(Exercise goal):
Please retype the records from the line with "Check the following" to the line with "[0,0,436,608]", both included, leaving out the pictures.

(Data rows):
┌──

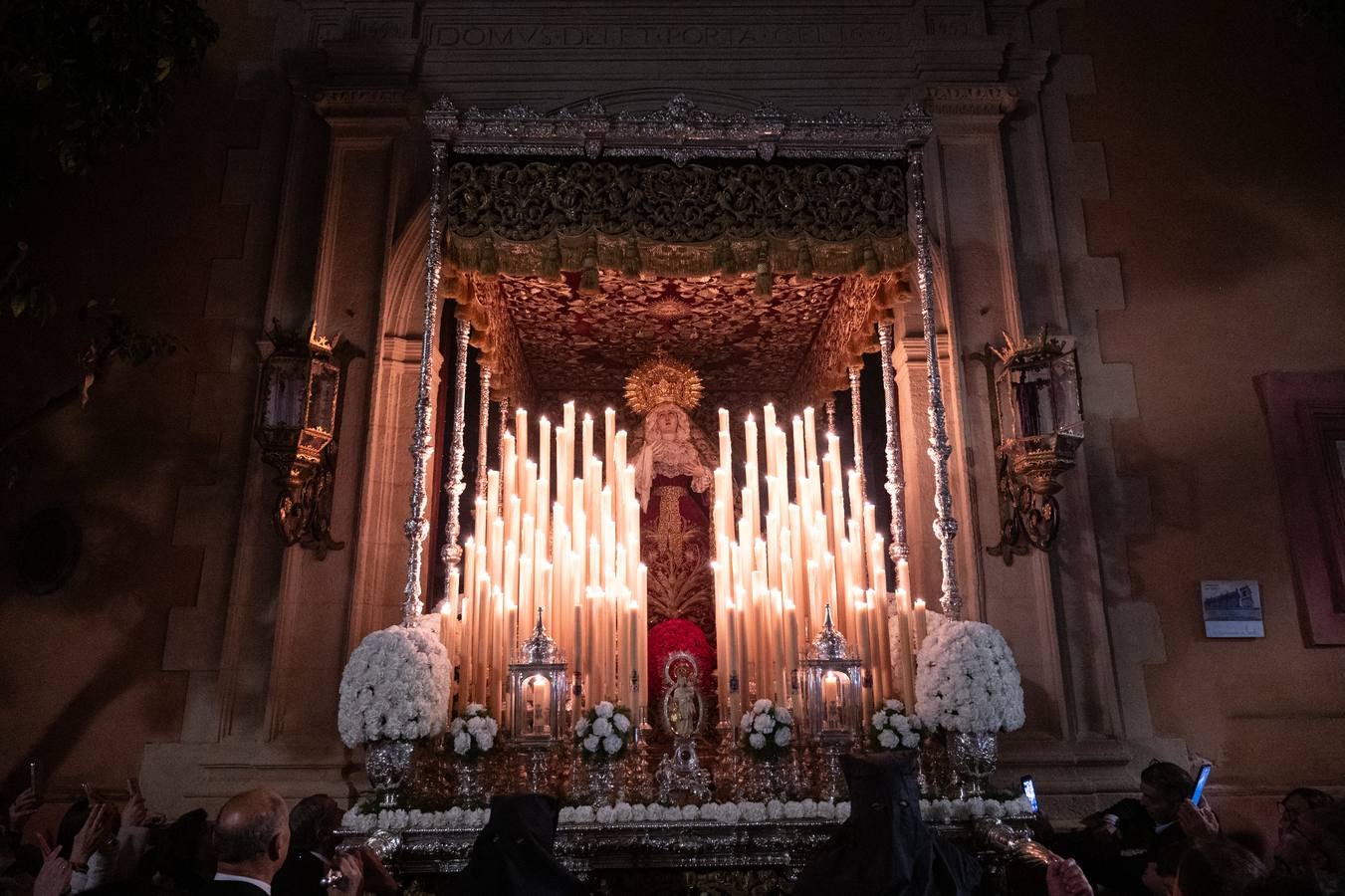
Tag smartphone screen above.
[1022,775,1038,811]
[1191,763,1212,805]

└──
┌──

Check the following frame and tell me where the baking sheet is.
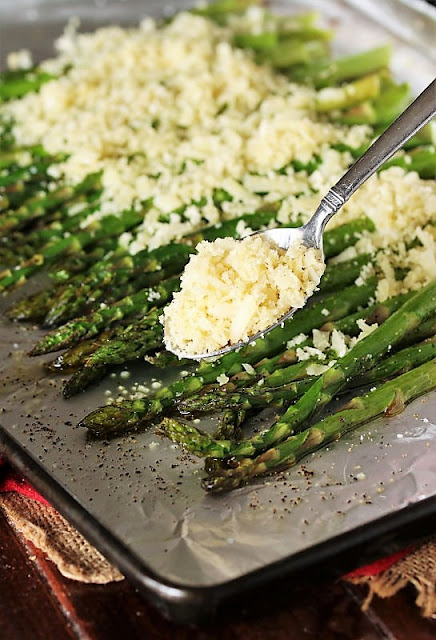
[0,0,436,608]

└──

(Result below):
Check the following frame and tell me where the baking sheet is.
[0,0,436,608]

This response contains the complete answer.